Data:
* * * *

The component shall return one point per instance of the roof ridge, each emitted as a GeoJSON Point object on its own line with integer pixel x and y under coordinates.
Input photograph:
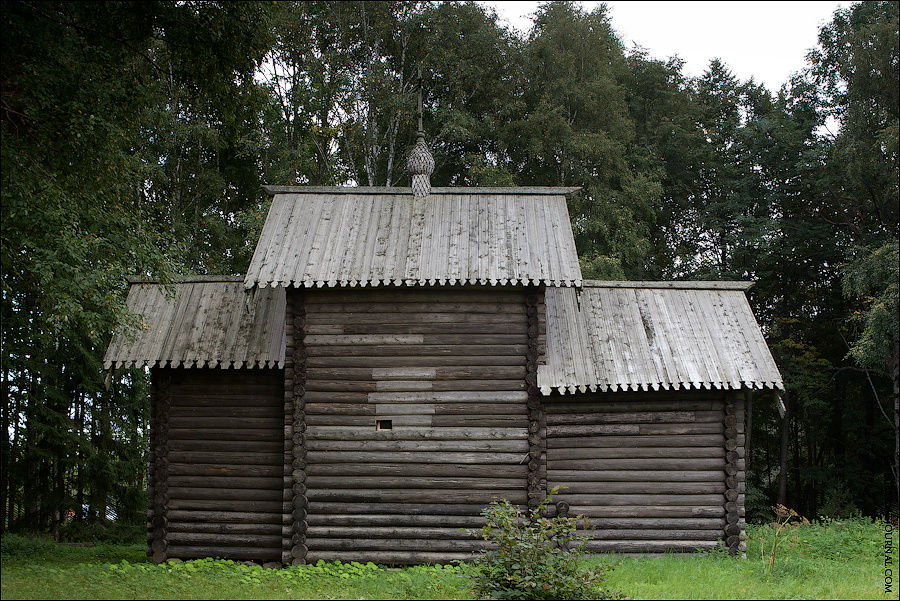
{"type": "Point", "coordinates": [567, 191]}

* * * *

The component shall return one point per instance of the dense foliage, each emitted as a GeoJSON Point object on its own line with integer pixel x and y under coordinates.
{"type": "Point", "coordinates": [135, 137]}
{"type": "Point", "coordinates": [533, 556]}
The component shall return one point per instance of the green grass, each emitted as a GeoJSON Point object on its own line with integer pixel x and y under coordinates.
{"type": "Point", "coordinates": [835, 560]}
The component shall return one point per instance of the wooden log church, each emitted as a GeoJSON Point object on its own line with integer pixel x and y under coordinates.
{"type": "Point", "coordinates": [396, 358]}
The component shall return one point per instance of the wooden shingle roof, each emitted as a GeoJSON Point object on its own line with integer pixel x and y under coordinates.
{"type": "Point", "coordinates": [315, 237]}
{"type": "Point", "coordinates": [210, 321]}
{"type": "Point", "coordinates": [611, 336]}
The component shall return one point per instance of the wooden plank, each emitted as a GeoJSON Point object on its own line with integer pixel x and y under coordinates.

* * * *

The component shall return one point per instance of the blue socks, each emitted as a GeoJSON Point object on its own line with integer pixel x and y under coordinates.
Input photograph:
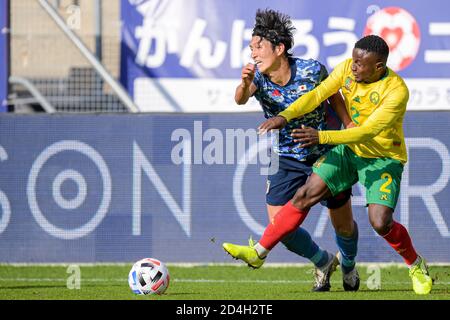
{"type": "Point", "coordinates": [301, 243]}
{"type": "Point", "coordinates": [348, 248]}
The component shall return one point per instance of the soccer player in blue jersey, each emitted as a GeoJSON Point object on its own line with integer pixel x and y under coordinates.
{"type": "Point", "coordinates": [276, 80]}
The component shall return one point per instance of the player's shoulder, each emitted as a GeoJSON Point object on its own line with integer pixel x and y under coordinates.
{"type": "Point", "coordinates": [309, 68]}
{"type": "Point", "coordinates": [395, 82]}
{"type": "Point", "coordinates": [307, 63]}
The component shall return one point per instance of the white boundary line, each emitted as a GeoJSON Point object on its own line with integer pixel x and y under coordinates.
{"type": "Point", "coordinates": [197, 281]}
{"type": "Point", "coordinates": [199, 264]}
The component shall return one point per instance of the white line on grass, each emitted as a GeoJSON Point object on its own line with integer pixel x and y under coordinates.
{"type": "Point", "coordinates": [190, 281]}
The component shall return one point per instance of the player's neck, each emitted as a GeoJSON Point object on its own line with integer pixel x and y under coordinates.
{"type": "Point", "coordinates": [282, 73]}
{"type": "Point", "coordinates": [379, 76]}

* * * *

Task objective: Retype everything from the item line containing "the wooden shingle" down to the item line containing "wooden plank, each", including both of those lines, character for character.

Exercise solution:
The component shall return one point per instance of the wooden shingle roof, each emitted as a GeoJSON Point object on its own line with integer pixel x and y under coordinates.
{"type": "Point", "coordinates": [315, 237]}
{"type": "Point", "coordinates": [210, 321]}
{"type": "Point", "coordinates": [611, 336]}
The component shall return one point per instance of the wooden plank, each emitted as a GeoJSON Point object on its own line with integer pixel x and y under coordinates.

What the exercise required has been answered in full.